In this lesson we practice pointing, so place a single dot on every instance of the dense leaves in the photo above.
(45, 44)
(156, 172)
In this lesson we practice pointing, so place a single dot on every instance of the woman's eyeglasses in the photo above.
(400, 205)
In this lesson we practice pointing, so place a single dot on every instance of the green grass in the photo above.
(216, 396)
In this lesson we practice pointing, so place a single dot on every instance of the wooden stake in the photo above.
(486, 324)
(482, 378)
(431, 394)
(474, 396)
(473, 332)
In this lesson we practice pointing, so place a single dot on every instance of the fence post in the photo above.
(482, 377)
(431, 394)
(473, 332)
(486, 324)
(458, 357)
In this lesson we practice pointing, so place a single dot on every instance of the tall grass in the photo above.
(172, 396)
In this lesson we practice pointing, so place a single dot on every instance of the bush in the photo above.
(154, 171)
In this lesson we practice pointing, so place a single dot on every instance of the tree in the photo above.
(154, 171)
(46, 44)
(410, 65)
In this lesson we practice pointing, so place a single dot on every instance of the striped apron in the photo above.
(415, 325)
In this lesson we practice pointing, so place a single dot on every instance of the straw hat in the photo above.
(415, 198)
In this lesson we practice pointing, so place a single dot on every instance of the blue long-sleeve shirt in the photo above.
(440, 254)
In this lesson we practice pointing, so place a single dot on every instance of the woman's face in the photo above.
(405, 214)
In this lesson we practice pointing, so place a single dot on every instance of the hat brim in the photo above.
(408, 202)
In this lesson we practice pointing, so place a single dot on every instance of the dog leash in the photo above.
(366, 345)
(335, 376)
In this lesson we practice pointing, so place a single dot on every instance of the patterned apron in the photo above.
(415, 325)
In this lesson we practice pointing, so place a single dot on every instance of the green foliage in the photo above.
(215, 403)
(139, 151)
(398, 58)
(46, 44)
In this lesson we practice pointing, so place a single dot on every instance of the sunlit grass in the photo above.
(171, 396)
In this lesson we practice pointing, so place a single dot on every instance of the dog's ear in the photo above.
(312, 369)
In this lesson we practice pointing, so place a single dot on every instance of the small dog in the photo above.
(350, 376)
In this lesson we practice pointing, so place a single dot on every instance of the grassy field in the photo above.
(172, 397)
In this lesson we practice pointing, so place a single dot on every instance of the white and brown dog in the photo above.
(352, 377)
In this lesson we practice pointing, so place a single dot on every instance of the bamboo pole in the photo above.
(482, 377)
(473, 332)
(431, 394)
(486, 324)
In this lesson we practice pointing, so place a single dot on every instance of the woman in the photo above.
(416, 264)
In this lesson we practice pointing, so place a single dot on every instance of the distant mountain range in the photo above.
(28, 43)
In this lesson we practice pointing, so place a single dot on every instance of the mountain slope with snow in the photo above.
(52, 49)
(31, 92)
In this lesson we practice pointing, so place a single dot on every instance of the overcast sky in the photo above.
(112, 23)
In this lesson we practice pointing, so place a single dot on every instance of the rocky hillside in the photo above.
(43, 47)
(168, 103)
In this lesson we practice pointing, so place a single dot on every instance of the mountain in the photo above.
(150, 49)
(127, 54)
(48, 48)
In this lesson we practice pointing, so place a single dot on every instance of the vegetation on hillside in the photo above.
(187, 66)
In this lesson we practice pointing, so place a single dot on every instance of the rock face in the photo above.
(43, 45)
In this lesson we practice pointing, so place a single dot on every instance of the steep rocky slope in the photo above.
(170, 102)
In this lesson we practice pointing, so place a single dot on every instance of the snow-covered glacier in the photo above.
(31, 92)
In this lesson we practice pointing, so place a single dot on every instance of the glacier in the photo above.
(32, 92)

◆ **To be done**: Rewrite all of the entries above, changing "single dot" to "small marker" and leaving every other word as it is.

◆ **Final result**:
In this lesson we practice pointing, so place a small marker on every instance of the dense leaves in the photo above.
(45, 44)
(156, 172)
In this lesson we practice pointing, so place a small marker on every instance of the woman's eyeglasses in the photo above.
(400, 205)
In this lesson we practice pointing, so place a small marker on every instance of the green grass in the photo above.
(216, 396)
In this lesson we practice pointing, so place a small marker on every instance of the wooden stake in the photo above.
(486, 324)
(482, 378)
(431, 394)
(474, 396)
(473, 332)
In this lesson we practice pointing, so place a small marker on every instance of the fence post in the photo above.
(482, 377)
(431, 394)
(473, 332)
(486, 324)
(458, 357)
In this lesson we practice pointing, so place a small marker on every instance of the tall grass in the photo above.
(172, 396)
In this lesson we practice pointing, so place a small marker on every instance of the bush in the photo above.
(154, 171)
In this lesson we practice pointing, so place a small marker on every instance of the tree in the photo above.
(154, 171)
(46, 44)
(410, 65)
In this lesson we practice pointing, so place a small marker on every instance of the striped apron in the photo above.
(415, 325)
In this lesson we practice pointing, so place a small marker on every instance of the straw hat in the photo above.
(415, 198)
In this lesson we practice pointing, so place a small marker on every instance of the blue long-sleeve shirt in the photo above.
(440, 254)
In this lesson we practice pointing, so place a small marker on every instance of the woman's face in the photo above.
(405, 214)
In this lesson we practice pointing, so place a small marker on every instance of the hat brim in the photo above.
(408, 202)
In this lesson we practice pointing, so place a small marker on every instance of the dog leash in the photo above.
(366, 345)
(335, 376)
In this lesson we practice pointing, so place a small marker on every instance of the patterned apron in the photo above.
(415, 325)
In this lesson we practice pointing, so place a small marker on every instance of the green foliage in the photo above.
(215, 403)
(139, 151)
(398, 58)
(46, 44)
In this lesson we practice pointing, so place a small marker on every instance of the sunlit grass in the photo above.
(171, 396)
In this lesson we practice pointing, so place a small marker on every instance of the dog's ear in the photo above.
(312, 369)
In this lesson we practice pointing, so place a small marker on every instance of the small dog in the photo above.
(350, 376)
In this lesson we practice pointing, so place a small marker on every instance of the grassy field in the photo above.
(172, 397)
In this lesson we practice pointing, so place a small marker on every instance of the white and brown dog in the photo above.
(352, 377)
In this lesson we practice pointing, so place a small marker on every instance of the bamboo pole in the photo above.
(482, 377)
(473, 332)
(431, 394)
(486, 324)
In this lesson we practice pointing, so place a small marker on every instance of the woman in the photo above.
(416, 264)
In this lesson we practice pointing, so place a small marker on every instance of the distant mountain range in the photo above.
(28, 43)
In this lesson we practice pointing, so place a small marker on every instance of the mountain slope with snow in the photo above.
(52, 49)
(31, 92)
In this lesson we practice pointing, so place a small marker on every instance of the overcast sky in the photo above.
(112, 23)
In this lesson we practice pointing, so place a small marker on every instance of the rocky hillside in the photo above.
(43, 47)
(168, 103)
In this lesson we practice pointing, so place a small marker on every instance of the mountain in the photo above.
(150, 49)
(127, 54)
(48, 48)
In this lesson we practice pointing, so place a small marker on every instance of the vegetation on hillside in the photo above.
(187, 66)
In this lesson we practice pointing, so place a small marker on every instance of the rock face in the photo above.
(43, 45)
In this lesson we practice pointing, so place a small marker on every instance of the steep rocky slope in the photo above.
(170, 102)
In this lesson we practice pointing, so place a small marker on every instance of the snow-covered glacier in the photo above.
(31, 92)
In this lesson we practice pointing, so place a small marker on every instance of the glacier in the photo above.
(32, 92)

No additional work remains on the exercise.